┌─ GIVEN TEXT
ABOVE: An individual submits a saliva test at the University of Illinois

The University of Illinois Urbana-Champaign announced in June that when students, faculty, and staff returned to campus for the fall semester, every individual would undergo rapid saliva testing for COVID-19 twice a week in order to swiftly quell any outbreaks. To process the 20,000 tests conducted each day, the university repurposed its veterinary lab. To take the test, a person only needs to spit into a tube, then the sample is heated for 30 minutes and scientists add chemical reagents to prepare the sample for RT-qPCR. Each test costs $10. The school budgeted $6 million for startup costs and up to $10 million for testing throughout the semester. 

The initiative is supported by a cell phone app that immediately notifies individuals of their test results and can alert them if they’ve been in close...

See “Saliva Tests: How They Work and What They Bring to COVID-19

The Scientist spoke with Martin Burke, a chemist at the university who helped develop the saliva test, about how the initiative has gone so far.

The Scientist: First, can you tell me about the tests that you developed that you’re using to do this mass testing?

Martin Burke: Sure. So back in April, we launched a project to try to figure out how to stand up and strategically deploy standard testing as part of the university’s effort to reopen as safely as possible. And we quickly realized that the standard nasal swab viral transfer media RNA isolation was not going to be sufficient. [It would be] too slow, too expensive, and have too many supply chain bottlenecks. So I teamed up with my colleague Paul Hergenrother [another chemist at the university] and launched kind of a Manhattan Project–style effort to find a way to test cheaper, faster, and without the supply chain bottlenecks.

Paul led an extraordinary team of students and postdocs and a bunch of us together and found we could skip the RNA isolation step, go directly from saliva to PCR, and thereby get rid of most of the supply chain bottlenecks, dramatically increase the speed, and reduce the cost. This is the backbone of the programs.

TSCan you describe a little bit about the program itself, how it’s set up?

MB: The testing itself is not a silver bullet—we wrap around it frontier data science to figure out who to test and how frequently to repeat it. And then on the backend [we have] rapid communication to a new app that was created for the phone by Bill Sullivan and his team so that you get your results immediately pushed straight to your phone in a HIPAA-complaint and fully privacy-protected manner as well as digital exposure notifications. So between all of that is this test. And we had to get to 20,000 tests per day in order to be able to meet the demand of twice per week for 60,000 people. I’m very excited to tell you we achieved that.
└─
┌─ RECORDS
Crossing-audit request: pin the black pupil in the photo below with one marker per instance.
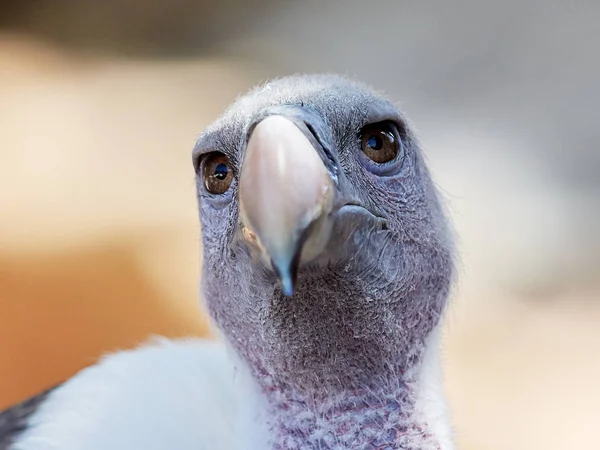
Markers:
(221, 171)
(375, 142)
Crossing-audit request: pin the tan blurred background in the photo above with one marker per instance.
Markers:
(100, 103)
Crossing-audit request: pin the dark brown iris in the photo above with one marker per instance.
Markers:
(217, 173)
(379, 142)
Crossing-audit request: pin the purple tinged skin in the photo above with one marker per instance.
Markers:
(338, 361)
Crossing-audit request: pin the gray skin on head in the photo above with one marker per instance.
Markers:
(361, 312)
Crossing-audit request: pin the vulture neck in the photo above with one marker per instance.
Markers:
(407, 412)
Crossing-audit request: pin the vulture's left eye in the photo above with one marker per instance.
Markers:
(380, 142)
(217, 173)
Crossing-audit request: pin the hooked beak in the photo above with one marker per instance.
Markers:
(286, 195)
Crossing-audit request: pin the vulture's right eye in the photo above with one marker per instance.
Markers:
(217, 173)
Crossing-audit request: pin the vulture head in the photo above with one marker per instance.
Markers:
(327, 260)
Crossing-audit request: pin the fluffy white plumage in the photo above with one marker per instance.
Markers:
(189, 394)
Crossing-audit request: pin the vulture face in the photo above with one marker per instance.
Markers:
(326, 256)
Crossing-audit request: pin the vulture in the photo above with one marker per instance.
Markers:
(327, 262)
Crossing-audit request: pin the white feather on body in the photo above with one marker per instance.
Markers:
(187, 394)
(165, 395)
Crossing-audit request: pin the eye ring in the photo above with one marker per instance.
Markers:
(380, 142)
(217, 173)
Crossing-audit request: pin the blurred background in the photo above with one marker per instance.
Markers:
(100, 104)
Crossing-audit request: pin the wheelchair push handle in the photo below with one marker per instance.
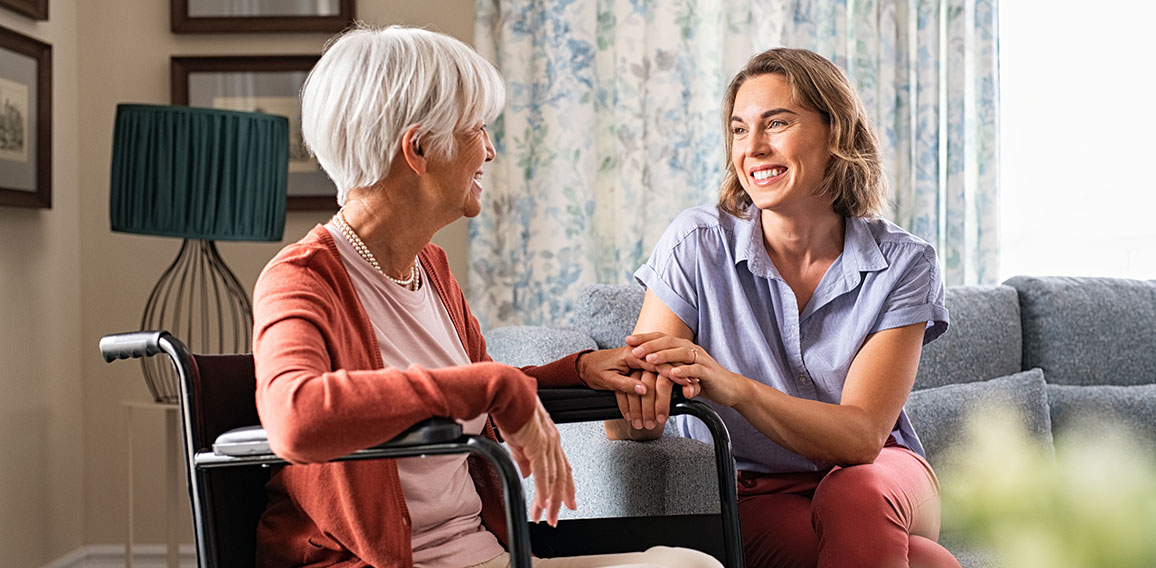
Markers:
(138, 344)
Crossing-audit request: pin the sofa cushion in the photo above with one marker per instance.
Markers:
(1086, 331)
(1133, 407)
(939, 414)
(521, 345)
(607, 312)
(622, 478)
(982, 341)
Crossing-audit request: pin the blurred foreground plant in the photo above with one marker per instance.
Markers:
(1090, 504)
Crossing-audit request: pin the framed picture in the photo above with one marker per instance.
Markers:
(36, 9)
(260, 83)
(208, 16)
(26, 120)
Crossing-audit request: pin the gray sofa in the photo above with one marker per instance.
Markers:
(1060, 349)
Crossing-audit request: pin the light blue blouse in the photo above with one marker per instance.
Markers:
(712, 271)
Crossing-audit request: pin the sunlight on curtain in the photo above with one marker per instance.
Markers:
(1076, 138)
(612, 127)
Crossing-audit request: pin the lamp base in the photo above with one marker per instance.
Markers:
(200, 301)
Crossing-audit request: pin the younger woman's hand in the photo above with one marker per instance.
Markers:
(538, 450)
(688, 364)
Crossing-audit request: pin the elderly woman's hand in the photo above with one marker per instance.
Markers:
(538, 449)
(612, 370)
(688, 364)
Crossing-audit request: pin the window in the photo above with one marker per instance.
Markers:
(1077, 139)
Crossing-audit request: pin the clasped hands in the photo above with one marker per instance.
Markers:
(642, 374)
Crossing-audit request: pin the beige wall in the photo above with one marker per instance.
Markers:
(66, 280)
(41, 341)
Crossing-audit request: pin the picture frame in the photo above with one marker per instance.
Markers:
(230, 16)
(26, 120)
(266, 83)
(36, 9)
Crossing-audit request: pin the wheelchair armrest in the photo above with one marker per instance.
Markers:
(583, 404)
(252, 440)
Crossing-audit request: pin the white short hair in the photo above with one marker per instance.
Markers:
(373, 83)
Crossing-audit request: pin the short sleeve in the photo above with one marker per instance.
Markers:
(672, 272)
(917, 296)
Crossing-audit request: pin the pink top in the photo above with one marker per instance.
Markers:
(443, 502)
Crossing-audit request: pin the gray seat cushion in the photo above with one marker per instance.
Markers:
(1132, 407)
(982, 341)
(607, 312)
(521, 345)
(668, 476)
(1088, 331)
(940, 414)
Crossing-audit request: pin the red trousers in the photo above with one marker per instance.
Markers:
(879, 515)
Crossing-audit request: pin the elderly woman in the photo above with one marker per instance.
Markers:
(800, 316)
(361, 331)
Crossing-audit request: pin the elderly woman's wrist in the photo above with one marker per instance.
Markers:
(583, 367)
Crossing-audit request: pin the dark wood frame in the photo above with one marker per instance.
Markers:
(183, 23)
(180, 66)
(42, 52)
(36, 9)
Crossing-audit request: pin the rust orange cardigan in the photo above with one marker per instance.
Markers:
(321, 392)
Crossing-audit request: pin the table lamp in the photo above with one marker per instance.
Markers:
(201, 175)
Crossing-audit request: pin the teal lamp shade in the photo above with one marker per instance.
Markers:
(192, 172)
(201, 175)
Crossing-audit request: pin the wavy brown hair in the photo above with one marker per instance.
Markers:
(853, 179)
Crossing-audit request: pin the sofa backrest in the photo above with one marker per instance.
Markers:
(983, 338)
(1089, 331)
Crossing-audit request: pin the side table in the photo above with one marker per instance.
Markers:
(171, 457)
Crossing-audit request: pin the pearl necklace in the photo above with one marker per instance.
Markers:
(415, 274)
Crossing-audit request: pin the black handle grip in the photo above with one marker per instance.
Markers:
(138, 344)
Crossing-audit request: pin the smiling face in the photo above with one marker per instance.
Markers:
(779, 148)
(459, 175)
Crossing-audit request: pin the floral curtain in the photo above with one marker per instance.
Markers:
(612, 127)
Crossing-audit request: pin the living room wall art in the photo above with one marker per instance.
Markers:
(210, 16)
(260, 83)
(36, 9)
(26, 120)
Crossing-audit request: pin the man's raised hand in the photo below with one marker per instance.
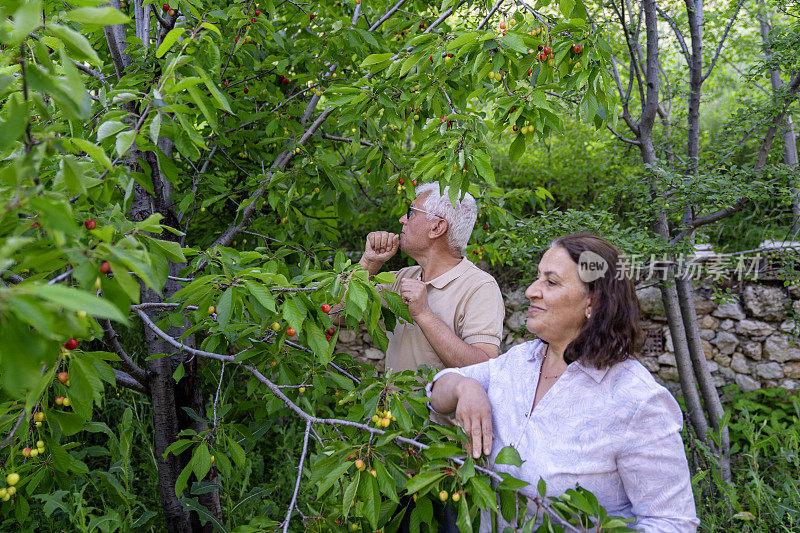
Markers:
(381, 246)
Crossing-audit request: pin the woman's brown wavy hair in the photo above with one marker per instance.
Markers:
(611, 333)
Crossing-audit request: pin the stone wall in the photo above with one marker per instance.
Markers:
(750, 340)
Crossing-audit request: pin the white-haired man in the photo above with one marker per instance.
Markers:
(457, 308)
└─
## ACTIVITY 1:
Which people does the saliva-testing article mention by name?
## ACTIVITY 2:
Answer from the saliva-testing article:
(a) How much does each test cost?
(b) In what month did Burke's project to stand up testing launch?
(c) For how many people did the twice-weekly testing have to meet demand?
## ACTIVITY 3:
Set down, word for word, the stretch of the saliva-testing article from "The University of Illinois Urbana-Champaign" through "been in close...".
The listing above comes from a different source than the saliva-testing article.

## TASK RESPONSE 1:
Martin Burke, Paul Hergenrother, Bill Sullivan

## TASK RESPONSE 2:
(a) $10
(b) April
(c) 60,000

## TASK RESPONSE 3:
The University of Illinois Urbana-Champaign announced in June that when students, faculty, and staff returned to campus for the fall semester, every individual would undergo rapid saliva testing for COVID-19 twice a week in order to swiftly quell any outbreaks. To process the 20,000 tests conducted each day, the university repurposed its veterinary lab. To take the test, a person only needs to spit into a tube, then the sample is heated for 30 minutes and scientists add chemical reagents to prepare the sample for RT-qPCR. Each test costs $10. The school budgeted $6 million for startup costs and up to $10 million for testing throughout the semester. 

The initiative is supported by a cell phone app that immediately notifies individuals of their test results and can alert them if they’ve been in close...